■ **TASK DETAILS**:
Turn the entries from the start through the line with "x=312 y=399" into a two-column CSV with the headers entry_text and answer. Give one row per entry, and put each field in quotes with its line breaks replaced by spaces.

Stored data entries:
···

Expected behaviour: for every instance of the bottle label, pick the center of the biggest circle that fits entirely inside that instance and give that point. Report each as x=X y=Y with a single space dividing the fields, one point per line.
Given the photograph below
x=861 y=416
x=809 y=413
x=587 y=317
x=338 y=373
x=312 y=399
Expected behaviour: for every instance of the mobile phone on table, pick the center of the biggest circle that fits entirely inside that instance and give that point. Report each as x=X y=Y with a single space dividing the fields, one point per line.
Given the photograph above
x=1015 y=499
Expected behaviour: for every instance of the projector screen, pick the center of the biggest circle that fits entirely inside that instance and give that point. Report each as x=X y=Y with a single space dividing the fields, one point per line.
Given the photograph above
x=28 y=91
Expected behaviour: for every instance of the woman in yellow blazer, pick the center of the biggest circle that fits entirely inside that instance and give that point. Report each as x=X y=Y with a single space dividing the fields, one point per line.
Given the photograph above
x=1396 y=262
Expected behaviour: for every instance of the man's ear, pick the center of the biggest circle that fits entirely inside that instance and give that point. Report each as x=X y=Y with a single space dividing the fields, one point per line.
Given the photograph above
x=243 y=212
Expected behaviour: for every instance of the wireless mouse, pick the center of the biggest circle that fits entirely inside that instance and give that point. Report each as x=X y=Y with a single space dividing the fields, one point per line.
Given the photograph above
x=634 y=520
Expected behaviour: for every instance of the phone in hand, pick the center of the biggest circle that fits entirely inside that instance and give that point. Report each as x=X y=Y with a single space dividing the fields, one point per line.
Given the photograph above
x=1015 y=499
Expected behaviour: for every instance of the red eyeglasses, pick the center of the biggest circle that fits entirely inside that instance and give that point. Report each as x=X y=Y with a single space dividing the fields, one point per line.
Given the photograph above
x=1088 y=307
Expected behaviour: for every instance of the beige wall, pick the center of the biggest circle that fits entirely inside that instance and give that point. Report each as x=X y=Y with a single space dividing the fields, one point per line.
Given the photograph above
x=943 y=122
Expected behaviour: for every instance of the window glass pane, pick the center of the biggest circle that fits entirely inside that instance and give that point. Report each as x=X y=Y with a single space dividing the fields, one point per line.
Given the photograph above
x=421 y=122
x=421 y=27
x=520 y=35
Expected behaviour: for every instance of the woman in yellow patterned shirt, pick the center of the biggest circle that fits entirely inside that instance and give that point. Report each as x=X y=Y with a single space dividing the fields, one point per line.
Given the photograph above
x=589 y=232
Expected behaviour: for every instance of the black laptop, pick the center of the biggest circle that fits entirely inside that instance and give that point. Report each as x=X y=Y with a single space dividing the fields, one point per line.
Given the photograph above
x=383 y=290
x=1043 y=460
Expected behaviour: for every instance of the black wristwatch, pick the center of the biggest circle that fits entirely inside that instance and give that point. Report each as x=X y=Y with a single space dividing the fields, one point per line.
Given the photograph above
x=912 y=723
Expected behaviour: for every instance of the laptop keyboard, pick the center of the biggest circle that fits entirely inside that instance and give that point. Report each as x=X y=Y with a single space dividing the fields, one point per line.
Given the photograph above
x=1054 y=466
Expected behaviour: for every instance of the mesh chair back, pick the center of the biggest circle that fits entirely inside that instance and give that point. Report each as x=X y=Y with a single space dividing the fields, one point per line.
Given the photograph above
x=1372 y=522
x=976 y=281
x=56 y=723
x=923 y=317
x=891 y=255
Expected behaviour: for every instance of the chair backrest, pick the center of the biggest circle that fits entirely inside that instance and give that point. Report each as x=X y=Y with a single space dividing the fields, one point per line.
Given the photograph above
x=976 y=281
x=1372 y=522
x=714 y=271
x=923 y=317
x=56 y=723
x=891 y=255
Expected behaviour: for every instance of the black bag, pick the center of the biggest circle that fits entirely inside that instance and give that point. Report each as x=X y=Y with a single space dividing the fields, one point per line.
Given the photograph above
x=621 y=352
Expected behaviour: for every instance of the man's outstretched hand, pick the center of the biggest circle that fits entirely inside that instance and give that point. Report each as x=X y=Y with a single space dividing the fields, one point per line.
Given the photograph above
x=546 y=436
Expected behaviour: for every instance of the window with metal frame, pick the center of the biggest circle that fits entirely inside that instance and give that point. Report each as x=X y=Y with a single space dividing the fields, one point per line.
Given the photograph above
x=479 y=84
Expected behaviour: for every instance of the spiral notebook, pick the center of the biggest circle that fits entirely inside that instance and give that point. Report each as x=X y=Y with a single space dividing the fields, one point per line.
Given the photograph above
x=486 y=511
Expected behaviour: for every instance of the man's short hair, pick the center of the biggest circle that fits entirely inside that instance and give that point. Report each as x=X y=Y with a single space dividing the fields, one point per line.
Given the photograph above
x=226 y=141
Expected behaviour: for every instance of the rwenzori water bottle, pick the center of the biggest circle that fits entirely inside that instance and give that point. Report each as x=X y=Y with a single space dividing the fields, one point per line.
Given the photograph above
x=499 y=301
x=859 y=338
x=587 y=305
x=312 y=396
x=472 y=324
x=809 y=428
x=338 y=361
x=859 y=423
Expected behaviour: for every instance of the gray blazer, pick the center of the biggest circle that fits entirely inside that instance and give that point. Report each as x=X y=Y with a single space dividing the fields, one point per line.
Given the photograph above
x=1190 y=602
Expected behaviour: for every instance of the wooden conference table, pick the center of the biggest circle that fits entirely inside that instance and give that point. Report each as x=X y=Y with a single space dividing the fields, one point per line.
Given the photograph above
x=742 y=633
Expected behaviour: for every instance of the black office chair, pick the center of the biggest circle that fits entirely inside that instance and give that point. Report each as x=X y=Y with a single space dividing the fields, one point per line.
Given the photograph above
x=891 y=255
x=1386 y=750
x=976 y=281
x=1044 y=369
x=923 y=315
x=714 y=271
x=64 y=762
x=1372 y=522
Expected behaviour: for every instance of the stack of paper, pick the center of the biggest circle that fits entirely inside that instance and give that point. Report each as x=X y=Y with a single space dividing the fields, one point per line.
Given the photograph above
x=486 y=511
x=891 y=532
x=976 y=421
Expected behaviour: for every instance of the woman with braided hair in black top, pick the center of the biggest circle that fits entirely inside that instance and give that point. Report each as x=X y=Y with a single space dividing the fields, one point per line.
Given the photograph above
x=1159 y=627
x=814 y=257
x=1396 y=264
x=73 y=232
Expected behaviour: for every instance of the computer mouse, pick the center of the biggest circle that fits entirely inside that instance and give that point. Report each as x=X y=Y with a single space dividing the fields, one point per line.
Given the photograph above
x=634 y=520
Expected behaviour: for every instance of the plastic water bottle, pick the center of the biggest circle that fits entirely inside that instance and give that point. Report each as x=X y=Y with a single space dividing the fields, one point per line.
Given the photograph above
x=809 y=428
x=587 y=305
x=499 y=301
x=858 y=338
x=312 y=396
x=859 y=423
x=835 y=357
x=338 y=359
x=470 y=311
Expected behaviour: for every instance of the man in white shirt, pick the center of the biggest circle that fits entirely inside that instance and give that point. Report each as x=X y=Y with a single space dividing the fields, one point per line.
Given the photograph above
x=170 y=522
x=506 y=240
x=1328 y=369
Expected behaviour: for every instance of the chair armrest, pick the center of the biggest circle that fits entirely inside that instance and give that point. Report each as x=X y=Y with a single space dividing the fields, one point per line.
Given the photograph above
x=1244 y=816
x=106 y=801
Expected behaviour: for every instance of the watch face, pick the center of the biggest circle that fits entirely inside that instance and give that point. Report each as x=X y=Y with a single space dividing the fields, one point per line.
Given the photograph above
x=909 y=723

···

■ **EXPECTED ANSWER**:
entry_text,answer
"Expected behaviour: for every instance of the bottle label, pick the center of the biggest circle that fits entirely inside that instance and give that point. Report each as x=X y=Y with a single space dividing the fields, one point per line. Given the photograph below","x=861 y=416 x=809 y=413 x=587 y=317 x=338 y=373 x=312 y=399"